> **Document source**
▽
Cela entraînerait cette bizarrerie vénielle que des ministres-députés écossais (à  commencer par le premier d’entre eux) pourront sans doute proposer des lois et prendre part au débat, mais pas voter, contrairement au parlementarisme moniste strict. Mais, si je ne comprends pas bien les craintes de quasi guerre civile évoquées par les travaillistes pour s’opposer à  cette idée, le danger réel me paraît celui de changer la nature même du gouvernement britannique. Pour le meilleur et pour le pire, il est l’expression pure du régime majoritaire: le parti au pouvoir fait ce qu’il veut jusqu’aux élections suivantes[3]. Or il n’y a que sous Tony Blair que les travaillistes ont été majoritaires même en Angleterre (ce ne serait probablement à  nouveau plus le cas aujourd’hui). Cela veut dire que, sur des éléments essentiels de sa politique, le gouvernement pourrait régulièrement être battu, ou devoir composer pour trouver une majorité.

C’est bien sûr, comme je ne me lasse pas de le répéter, la situation normale de la classe politique suisse: elle gouverne sous l’étroite surveillance de la démocratie directe qui peut même s’offrir le luxe d’être inconséquente, et est de faite réduite à  anticiper la ligne de moindre résistance.

L’autre solution, à  laquelle les travaillistes feraient bien de revenir, c’est celle que le New Labour a échoué à  mettre en place par maladresse et excès de scrupules: la régionalisation de l’Angleterre avec des organes délibératifs et exécutifs élus auxquels pourraient être dévolus certains pouvoir centraux. Le gouvernement national « fédéral » et la Chambre des communes y perdront quelques compétences ou devront se limiter à  des orientations laissant une marge d’autonomie aux collectivités territoriales. Au moins le système politique conservera une certaine lisibilité et sera moins technocratique qu’aujourd’hui, plus proche du peuple. Mais justement, il faudra pour cela marcher sur le corps des mandarins de Whitehall qui défendent les pouvoirs exorbitants de la vraie aristocratie qui gouverne le pays, sans aucune légitimité: le Civil Service.

Notes

[1] Les dernières élections écossaises ont été remportée par le parti nationaliste (sécessionniste, orienté à  gauche), travaillistes comme conservateurs sont dans l’opposition.

[2] Majorité travailliste.
△
> **Données sources**
▽
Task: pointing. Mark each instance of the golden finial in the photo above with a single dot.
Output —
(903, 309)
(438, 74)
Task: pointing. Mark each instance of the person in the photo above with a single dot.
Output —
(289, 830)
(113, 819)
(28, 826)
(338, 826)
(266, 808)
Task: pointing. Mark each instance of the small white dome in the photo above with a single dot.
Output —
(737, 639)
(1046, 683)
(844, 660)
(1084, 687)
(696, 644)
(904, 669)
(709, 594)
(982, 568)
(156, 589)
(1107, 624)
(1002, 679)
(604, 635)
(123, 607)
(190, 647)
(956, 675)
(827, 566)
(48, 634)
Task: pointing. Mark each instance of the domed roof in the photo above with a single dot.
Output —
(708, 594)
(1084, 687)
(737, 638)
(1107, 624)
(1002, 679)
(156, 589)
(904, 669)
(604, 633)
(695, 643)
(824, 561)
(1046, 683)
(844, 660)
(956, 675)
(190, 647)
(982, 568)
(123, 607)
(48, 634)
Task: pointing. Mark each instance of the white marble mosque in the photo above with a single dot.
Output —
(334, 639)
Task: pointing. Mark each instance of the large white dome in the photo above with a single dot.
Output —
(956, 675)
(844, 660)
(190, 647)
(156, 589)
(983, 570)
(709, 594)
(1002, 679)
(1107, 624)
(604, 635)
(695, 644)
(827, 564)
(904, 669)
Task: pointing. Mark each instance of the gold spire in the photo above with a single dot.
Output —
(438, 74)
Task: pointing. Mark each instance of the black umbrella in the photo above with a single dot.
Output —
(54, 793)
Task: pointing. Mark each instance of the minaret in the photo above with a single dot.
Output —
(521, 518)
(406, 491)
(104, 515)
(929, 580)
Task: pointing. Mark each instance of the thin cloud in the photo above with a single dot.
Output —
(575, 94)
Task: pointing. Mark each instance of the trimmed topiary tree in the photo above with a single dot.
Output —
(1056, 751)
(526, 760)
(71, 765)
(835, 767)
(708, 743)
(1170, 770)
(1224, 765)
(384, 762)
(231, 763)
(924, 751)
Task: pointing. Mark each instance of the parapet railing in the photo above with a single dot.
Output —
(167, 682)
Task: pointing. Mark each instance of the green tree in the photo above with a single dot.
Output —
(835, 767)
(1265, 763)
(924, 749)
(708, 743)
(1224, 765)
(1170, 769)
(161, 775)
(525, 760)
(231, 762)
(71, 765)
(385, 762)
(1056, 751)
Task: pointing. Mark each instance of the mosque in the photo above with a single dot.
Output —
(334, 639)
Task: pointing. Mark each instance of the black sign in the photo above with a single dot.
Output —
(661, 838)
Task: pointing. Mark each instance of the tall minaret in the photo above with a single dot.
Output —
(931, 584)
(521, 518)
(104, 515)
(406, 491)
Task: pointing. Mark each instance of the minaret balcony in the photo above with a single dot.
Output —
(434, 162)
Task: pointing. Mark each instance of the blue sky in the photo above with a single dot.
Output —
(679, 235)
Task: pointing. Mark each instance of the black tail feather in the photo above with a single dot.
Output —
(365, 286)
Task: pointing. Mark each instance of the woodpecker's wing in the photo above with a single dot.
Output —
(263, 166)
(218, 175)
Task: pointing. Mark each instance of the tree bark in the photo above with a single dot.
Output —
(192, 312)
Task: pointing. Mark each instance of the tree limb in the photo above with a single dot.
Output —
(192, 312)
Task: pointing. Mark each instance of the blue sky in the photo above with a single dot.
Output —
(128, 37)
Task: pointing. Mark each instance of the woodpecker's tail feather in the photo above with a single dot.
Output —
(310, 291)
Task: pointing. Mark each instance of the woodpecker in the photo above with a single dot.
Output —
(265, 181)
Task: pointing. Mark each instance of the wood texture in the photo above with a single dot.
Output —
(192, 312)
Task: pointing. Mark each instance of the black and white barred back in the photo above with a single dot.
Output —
△
> **Objectif énoncé 1**
Reproduisez fidèlement le passage du document source qui va de « L’autre solution, à  laquelle » à « le Civil Service. ».
> **Objectif énoncé 2**
Dans la liste, réécrivez les lignes qui vont de celle contenant « Task: pointing. Mark each instance of the black and » jusqu'à la fin de la liste, en renommant « barred back » en « striped back » sans rien modifier d'autre.

> **Réponse complète 1**
L’autre solution, à  laquelle les travaillistes feraient bien de revenir, c’est celle que le New Labour a échoué à  mettre en place par maladresse et excès de scrupules: la régionalisation de l’Angleterre avec des organes délibératifs et exécutifs élus auxquels pourraient être dévolus certains pouvoir centraux. Le gouvernement national « fédéral » et la Chambre des communes y perdront quelques compétences ou devront se limiter à  des orientations laissant une marge d’autonomie aux collectivités territoriales. Au moins le système politique conservera une certaine lisibilité et sera moins technocratique qu’aujourd’hui, plus proche du peuple. Mais justement, il faudra pour cela marcher sur le corps des mandarins de Whitehall qui défendent les pouvoirs exorbitants de la vraie aristocratie qui gouverne le pays, sans aucune légitimité: le Civil Service.

> **Réponse complète 2**
Task: pointing. Mark each instance of the black and white striped back in the photo above with a single dot.
Output —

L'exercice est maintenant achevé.